## TASK STATEMENT
In the records below, some lines contain the word "distant". Copy each of them.

*** AVAILABLE RECORDS ***

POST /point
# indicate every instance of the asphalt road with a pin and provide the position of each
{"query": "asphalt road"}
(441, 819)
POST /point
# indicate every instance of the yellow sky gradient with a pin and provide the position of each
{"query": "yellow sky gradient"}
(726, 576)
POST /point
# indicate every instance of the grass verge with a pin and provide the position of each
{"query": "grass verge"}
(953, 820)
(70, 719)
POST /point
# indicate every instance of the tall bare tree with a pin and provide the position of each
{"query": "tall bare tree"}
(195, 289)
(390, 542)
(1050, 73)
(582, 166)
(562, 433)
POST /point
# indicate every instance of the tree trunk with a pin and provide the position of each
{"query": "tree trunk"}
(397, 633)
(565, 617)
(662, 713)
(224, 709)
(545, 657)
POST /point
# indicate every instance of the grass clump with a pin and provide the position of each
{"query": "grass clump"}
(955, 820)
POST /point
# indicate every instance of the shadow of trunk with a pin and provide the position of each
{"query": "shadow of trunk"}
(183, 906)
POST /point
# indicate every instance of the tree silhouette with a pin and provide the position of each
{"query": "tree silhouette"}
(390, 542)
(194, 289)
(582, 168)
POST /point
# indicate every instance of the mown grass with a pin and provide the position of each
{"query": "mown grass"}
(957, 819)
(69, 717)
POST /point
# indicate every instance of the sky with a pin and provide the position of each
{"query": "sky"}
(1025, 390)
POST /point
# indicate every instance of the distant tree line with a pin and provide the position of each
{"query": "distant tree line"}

***

## OUTPUT
# indicate every instance of the distant tree line with a pin and provide the position of each
{"query": "distant tree line"}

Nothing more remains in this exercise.